- SELECTED EXTRACT

-- start --

Cacaxtla: Where the Rain Dies on Earth and Murals Tell Tales of Forgotten Lives
Warriors in jaguar skins stand over their defeated opponents dressed as quetzal birds, priests invoke the sacred avian and feline powers, and a merchant sets off on a journey with a pack full of wares – these are some of the scenes which became vibrant murals of the Cacaxtla archaeological site.
Cacaxtla is located in the east-central Mexican state of Tlaxcala, not far from the country’s capital, Mexico City. Thanks to its location on the important trade routes that connected the Valley of Mexico to the Gulf in the east and to the territory of the Maya in the south, the city prospered. The ruins of Cacaxtla are today best known for their impressive mural paintings, which were discovered during the 1970s. These paintings depict a variety of subjects, including battles, deities and priests, as well as scenes of everyday life.
Mural in the Cacaxtla ruins. (Erickin Kirin/ CC BY SA 3.0 )
The Rise and Fall of Cacaxtla
The name Cacaxtla is said to translate literally as ‘Where the Rain Dies on Earth’, though it may also mean ‘Place of the Basket / Merchant’s Pack’. This city is reckoned to have prospered from around the 7th to the middle of the 10th centuries AD.
Prior to the rise of this city, the area was dominated by the city state of Teotihuacan, which was the largest city in the Americas during its height of power. When Teotihuacan went into decline, and collapsed around the 7th century AD, it was an opportunity for smaller states in the region to fill the void. One of these was Cacaxtla, which prospered from its advantageous location along the area’s important trade routes. The city is thought to have been occupied up till around the 950s.

-- end --

- ENTRIES SHOWN
-- start --

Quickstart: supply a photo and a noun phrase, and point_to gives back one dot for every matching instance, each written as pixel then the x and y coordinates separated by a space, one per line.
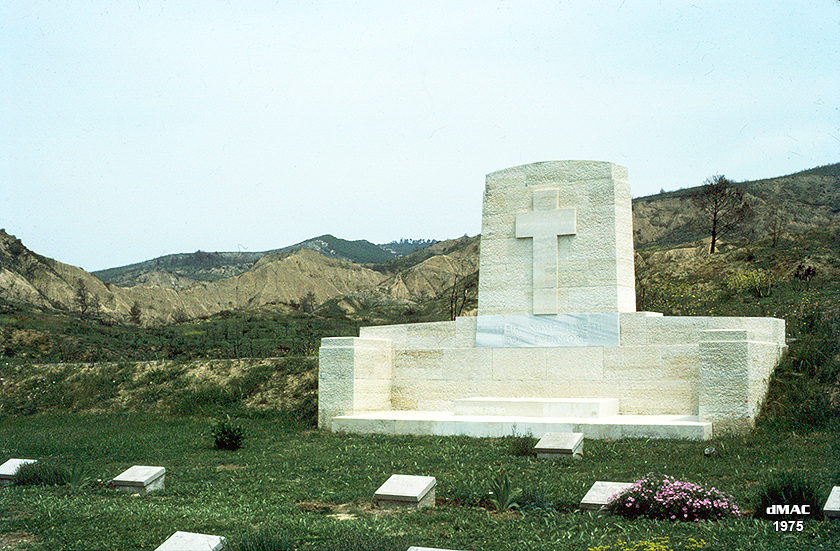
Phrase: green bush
pixel 265 540
pixel 665 498
pixel 788 489
pixel 40 474
pixel 226 435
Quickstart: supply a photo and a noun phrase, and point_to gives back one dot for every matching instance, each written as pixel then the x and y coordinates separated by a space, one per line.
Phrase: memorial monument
pixel 557 345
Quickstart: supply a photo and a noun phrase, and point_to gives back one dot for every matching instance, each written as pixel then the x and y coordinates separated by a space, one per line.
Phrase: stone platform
pixel 600 423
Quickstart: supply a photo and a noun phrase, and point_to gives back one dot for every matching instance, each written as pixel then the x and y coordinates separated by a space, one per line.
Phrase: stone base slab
pixel 442 423
pixel 538 407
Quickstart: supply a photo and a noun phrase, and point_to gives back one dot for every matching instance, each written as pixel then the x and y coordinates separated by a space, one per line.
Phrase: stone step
pixel 538 407
pixel 442 423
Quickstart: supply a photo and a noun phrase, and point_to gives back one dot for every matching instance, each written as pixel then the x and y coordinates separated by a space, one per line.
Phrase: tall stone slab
pixel 557 238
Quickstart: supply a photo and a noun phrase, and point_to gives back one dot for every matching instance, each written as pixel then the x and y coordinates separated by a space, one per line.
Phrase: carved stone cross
pixel 544 225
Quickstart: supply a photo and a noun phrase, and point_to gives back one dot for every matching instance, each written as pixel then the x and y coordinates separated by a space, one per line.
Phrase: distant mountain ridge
pixel 349 275
pixel 184 269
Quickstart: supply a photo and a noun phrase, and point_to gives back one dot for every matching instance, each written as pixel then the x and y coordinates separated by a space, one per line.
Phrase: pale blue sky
pixel 133 129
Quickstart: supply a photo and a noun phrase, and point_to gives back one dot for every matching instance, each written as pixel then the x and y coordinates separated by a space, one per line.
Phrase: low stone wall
pixel 717 368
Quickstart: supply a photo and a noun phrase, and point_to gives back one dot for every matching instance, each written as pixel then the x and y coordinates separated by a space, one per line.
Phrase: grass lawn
pixel 315 489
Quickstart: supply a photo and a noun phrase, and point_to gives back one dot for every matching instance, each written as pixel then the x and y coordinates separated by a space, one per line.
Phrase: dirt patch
pixel 230 467
pixel 345 511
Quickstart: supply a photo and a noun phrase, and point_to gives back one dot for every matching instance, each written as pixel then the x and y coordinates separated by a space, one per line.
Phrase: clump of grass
pixel 535 499
pixel 788 489
pixel 227 436
pixel 665 498
pixel 265 540
pixel 348 538
pixel 502 492
pixel 40 474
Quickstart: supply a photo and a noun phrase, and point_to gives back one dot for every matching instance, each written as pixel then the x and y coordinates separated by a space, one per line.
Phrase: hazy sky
pixel 134 129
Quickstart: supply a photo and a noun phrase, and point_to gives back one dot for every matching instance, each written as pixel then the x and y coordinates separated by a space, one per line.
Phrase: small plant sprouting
pixel 40 474
pixel 78 476
pixel 665 498
pixel 523 445
pixel 226 435
pixel 502 493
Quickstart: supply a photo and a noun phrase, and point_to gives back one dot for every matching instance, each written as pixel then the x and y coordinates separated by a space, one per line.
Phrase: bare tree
pixel 776 224
pixel 134 313
pixel 458 295
pixel 308 303
pixel 722 208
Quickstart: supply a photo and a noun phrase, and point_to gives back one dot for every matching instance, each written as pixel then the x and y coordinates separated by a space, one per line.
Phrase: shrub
pixel 227 436
pixel 788 489
pixel 40 474
pixel 759 283
pixel 666 498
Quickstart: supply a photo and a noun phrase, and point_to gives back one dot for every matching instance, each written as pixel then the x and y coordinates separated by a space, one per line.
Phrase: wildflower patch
pixel 670 499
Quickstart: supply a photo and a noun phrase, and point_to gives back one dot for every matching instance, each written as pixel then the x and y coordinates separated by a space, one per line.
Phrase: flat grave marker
pixel 140 479
pixel 10 467
pixel 403 490
pixel 560 444
pixel 600 492
pixel 831 509
pixel 189 541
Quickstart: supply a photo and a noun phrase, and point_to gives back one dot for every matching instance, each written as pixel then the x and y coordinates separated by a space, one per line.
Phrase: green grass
pixel 291 482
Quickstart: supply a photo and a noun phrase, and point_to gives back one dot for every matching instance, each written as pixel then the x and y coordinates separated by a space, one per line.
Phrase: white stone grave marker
pixel 10 467
pixel 407 491
pixel 831 509
pixel 140 479
pixel 601 492
pixel 560 444
pixel 189 541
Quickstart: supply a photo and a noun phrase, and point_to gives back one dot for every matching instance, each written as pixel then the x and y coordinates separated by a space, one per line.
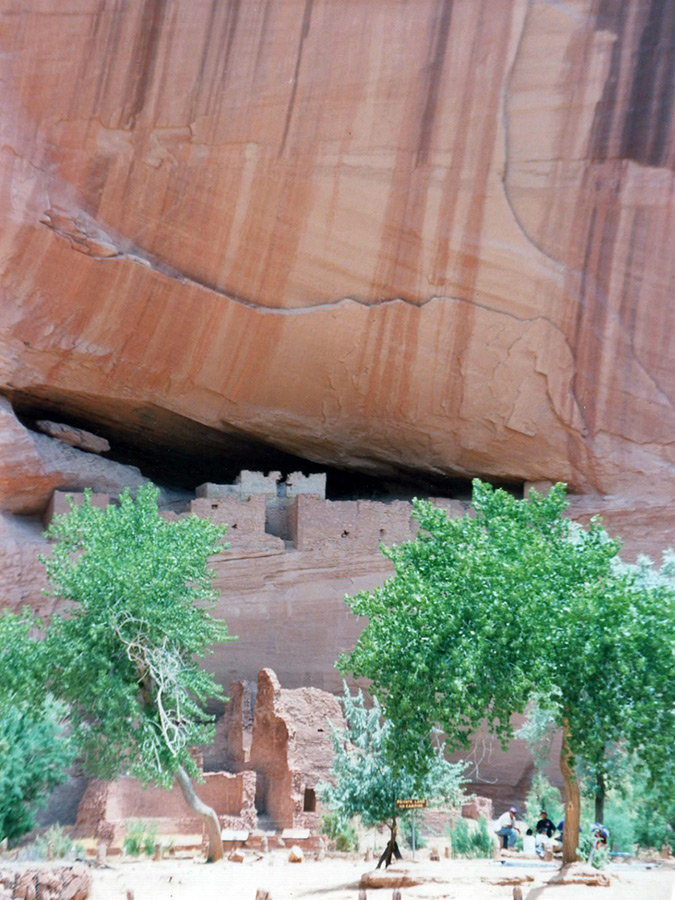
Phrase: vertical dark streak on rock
pixel 640 128
pixel 611 17
pixel 663 116
pixel 441 34
pixel 577 331
pixel 199 80
pixel 639 115
pixel 144 56
pixel 304 31
pixel 263 32
pixel 630 294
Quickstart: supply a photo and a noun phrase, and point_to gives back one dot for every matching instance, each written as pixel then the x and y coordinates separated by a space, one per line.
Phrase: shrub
pixel 406 833
pixel 61 843
pixel 472 843
pixel 342 834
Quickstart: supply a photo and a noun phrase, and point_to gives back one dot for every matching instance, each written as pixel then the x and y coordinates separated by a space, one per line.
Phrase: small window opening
pixel 310 801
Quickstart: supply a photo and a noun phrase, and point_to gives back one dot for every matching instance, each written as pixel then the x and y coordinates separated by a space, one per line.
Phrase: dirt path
pixel 338 879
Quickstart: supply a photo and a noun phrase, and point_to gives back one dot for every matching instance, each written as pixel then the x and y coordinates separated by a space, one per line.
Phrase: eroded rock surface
pixel 426 237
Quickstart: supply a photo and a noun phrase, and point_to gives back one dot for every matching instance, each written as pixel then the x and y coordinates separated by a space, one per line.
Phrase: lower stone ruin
pixel 272 758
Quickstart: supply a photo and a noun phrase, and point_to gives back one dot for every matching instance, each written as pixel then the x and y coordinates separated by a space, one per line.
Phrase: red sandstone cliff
pixel 429 235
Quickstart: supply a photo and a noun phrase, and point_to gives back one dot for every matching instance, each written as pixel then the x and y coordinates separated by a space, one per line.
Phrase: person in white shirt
pixel 506 827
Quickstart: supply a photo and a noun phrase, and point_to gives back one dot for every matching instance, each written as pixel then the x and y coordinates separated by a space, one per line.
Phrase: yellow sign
pixel 411 804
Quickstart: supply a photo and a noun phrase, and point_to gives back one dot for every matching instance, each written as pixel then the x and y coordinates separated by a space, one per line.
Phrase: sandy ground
pixel 338 879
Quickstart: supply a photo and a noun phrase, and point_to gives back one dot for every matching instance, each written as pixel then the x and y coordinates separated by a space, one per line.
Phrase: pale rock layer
pixel 428 236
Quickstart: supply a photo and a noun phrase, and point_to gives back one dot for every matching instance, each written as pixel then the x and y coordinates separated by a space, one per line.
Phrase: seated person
pixel 506 827
pixel 544 825
pixel 544 833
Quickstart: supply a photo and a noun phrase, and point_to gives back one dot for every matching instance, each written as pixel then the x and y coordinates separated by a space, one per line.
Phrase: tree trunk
pixel 600 791
pixel 205 813
pixel 572 800
pixel 391 848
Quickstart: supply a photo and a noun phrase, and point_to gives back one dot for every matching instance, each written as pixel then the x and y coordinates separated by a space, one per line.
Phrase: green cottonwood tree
pixel 35 751
pixel 367 781
pixel 487 611
pixel 124 655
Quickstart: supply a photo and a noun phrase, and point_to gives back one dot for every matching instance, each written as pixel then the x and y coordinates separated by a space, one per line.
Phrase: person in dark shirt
pixel 544 824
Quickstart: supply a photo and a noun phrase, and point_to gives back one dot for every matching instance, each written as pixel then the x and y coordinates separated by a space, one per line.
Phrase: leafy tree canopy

-- end --

- WHAT THIS EXERCISE ASKS
(a) List every subject that the article on Cacaxtla names in the sentence beginning "These paintings depict a variety of subjects".
(b) Reproduce word for word the part of the article on Cacaxtla that opens with the words containing "The Rise and" and closes with "around the 950s.".
The data above come from a source unrelated to the article on Cacaxtla.

- TASK SOLUTIONS
(a)
- Battles
- Deities
- Priests
- Scenes of everyday life

(b)
The Rise and Fall of Cacaxtla
The name Cacaxtla is said to translate literally as ‘Where the Rain Dies on Earth’, though it may also mean ‘Place of the Basket / Merchant’s Pack’. This city is reckoned to have prospered from around the 7th to the middle of the 10th centuries AD.
Prior to the rise of this city, the area was dominated by the city state of Teotihuacan, which was the largest city in the Americas during its height of power. When Teotihuacan went into decline, and collapsed around the 7th century AD, it was an opportunity for smaller states in the region to fill the void. One of these was Cacaxtla, which prospered from its advantageous location along the area’s important trade routes. The city is thought to have been occupied up till around the 950s.